| ENUNCIADO |
Según la reseña sobre La doble vida de Walter, ¿cuál es el título original de la película?

### TEXTO PROPUESTO

Cada aparición
cinematográfica de Mel Gibson es relevante. Las películas que dirige y las
películas en las que actúa pueden ser buenas o malas, pero la intensidad del
tipo está fuera de toda duda. Detrás o delante de cámara deja su marca, y
esa marca es oscura. Gibson es un perturbado, un violento, un perverso, un
atormentado, y eso se nota en lo que hace. Hay algo primitivo en este hombre
que comenzó haciendo cine en Australia, acaso capital del cine primitivo, a
juzgar por las películas de Peter Weir que una y otra vez vuelven sobre los
impulsos subterráneos a la civilización, las sádicas Mad Max de
George Miller, la fundacional y recientemente recuperada Wake in Fright,
cumbre de la barbarie nihilista filmada por Ted Kotcheff, o las mil y una
exploitation filmadas durante los '70 y '80 repasadas por el salvaje
documental de montaje que es Not Quite Hollywood.
Jodie
Foster, directora de La doble vida de Walter, no está hecha de la
misma madera que Gibson, y esta película puede verse como una versión de
Jekyll y Hyde en la que directora y actor representan el desdoblamiento de
Stevenson entre el bien y el mal, o entre la salud y la enfermedad. Cuando
se impone la oscuridad de Gibson en la puesta en escena, la película se
asoma a lo siniestro incluso por la vía del humor (negro) y hasta la
perversión sexual. Pero en líneas generales triunfa la visión
sentimentaloide, tranquilizadora, progresista y civilizada de Foster,
claramente manifiesta en un plano conciliador cercano al final de la
película en la que su presencia en cuadro responde menos a la identidad de
su personaje, esposa del personaje de Gibson, que a la de su función como
directora, exhibiéndose maternalmente como aquella que monitorea la curación
de sus criaturas.
El título
original de La doble vida de Walter es El castor y refiere al
títere de mano que el protagonista encuentra tirado en la basura y a través
del cual empieza a hablar y consigue, inicialmente, recuperarse de su
depresión, ser aceptado nuevamente por su esposa, entablar una relación
fluida con su hijo menor, y tomar la iniciativa en su empresa. Así que
Walter no tiene doble vida en el sentido de ocultación que suele dársele a
la expresión, pues anda siempre en público con el títere, que no se saca
nunca de su mano derecha. Lo lleva consigo cuando se baña, cuando trabaja,
cuando hace el amor con su mujer, en una secuencia que conforma uno de los
tríos más extraños que se hayan filmado desde Max, mon amour, de
Nagisa Oshima, en la que Charlotte Rampling era una parisina que introducía
a su mono amante en sociedad. Pero esto es Estados Unidos, donde imperan la
ley y el orden, y toda desviación de la norma debe ser (auto)castigada, lo
que da lugar a un final en el que la compulsión punitiva del argumento, no
acompañado por una puesta en escena acorde a su radicalidad, impone la cura
drástica y el pronto consuelo a tan organizada amputación.

######
### CONJUNTO DE DATOS

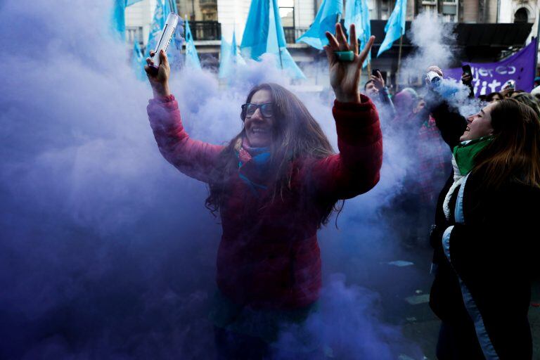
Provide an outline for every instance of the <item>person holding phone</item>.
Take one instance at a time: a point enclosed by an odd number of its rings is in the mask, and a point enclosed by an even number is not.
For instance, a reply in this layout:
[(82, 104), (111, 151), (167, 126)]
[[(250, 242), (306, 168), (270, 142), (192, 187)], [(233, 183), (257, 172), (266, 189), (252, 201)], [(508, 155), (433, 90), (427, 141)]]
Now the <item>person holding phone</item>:
[[(300, 323), (316, 309), (322, 281), (317, 230), (340, 200), (379, 180), (378, 116), (357, 90), (375, 37), (359, 53), (354, 25), (349, 43), (340, 25), (335, 31), (326, 34), (325, 50), (339, 153), (298, 98), (276, 84), (247, 91), (241, 130), (226, 145), (193, 140), (169, 88), (165, 53), (157, 74), (146, 67), (158, 147), (179, 170), (208, 184), (207, 207), (221, 220), (212, 313), (219, 359), (268, 356), (282, 326)], [(352, 61), (339, 60), (338, 53)]]

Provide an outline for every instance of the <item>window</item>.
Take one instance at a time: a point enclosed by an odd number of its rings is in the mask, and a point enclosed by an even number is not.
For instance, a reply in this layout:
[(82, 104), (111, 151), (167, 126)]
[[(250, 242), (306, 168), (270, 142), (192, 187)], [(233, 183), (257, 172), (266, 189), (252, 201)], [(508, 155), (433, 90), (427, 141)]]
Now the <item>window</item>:
[(529, 14), (525, 8), (520, 8), (514, 14), (515, 23), (524, 23), (529, 21)]
[(278, 0), (279, 17), (283, 27), (295, 27), (295, 1)]

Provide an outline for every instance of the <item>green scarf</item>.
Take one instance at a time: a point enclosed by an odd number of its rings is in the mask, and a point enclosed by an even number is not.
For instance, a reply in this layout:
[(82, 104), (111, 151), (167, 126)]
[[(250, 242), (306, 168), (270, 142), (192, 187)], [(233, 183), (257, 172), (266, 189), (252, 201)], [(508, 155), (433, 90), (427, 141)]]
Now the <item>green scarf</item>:
[(485, 148), (489, 141), (493, 140), (493, 136), (482, 136), (475, 140), (462, 141), (454, 148), (454, 158), (459, 168), (461, 175), (466, 175), (475, 166), (475, 158), (482, 149)]

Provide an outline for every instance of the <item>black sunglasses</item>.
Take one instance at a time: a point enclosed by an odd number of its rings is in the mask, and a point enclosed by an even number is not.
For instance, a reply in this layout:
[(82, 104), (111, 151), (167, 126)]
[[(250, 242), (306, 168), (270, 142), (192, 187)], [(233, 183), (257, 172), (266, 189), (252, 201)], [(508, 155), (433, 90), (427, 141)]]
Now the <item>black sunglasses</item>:
[(261, 109), (261, 114), (264, 117), (271, 117), (274, 116), (274, 105), (272, 103), (266, 103), (264, 104), (252, 104), (248, 103), (242, 105), (242, 120), (245, 117), (251, 117), (255, 113), (257, 109)]

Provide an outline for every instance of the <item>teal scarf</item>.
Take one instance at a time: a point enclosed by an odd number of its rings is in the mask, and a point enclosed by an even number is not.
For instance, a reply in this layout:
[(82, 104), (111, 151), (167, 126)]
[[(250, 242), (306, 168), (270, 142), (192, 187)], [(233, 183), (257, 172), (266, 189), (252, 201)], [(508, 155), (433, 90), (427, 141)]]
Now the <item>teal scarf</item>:
[(258, 195), (258, 191), (266, 189), (264, 183), (268, 176), (270, 148), (252, 148), (245, 142), (241, 139), (235, 146), (235, 153), (238, 160), (238, 175), (250, 186), (253, 193)]
[(493, 136), (482, 136), (475, 140), (462, 141), (454, 148), (454, 158), (461, 175), (466, 175), (475, 166), (475, 158), (489, 142)]

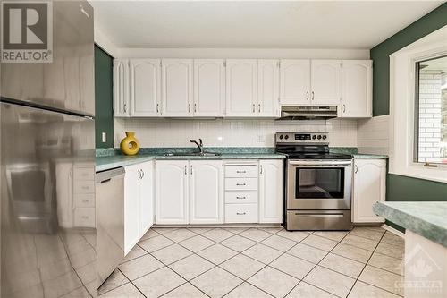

######

| SOLUCIÓN DEL EJERCICIO |
El castor.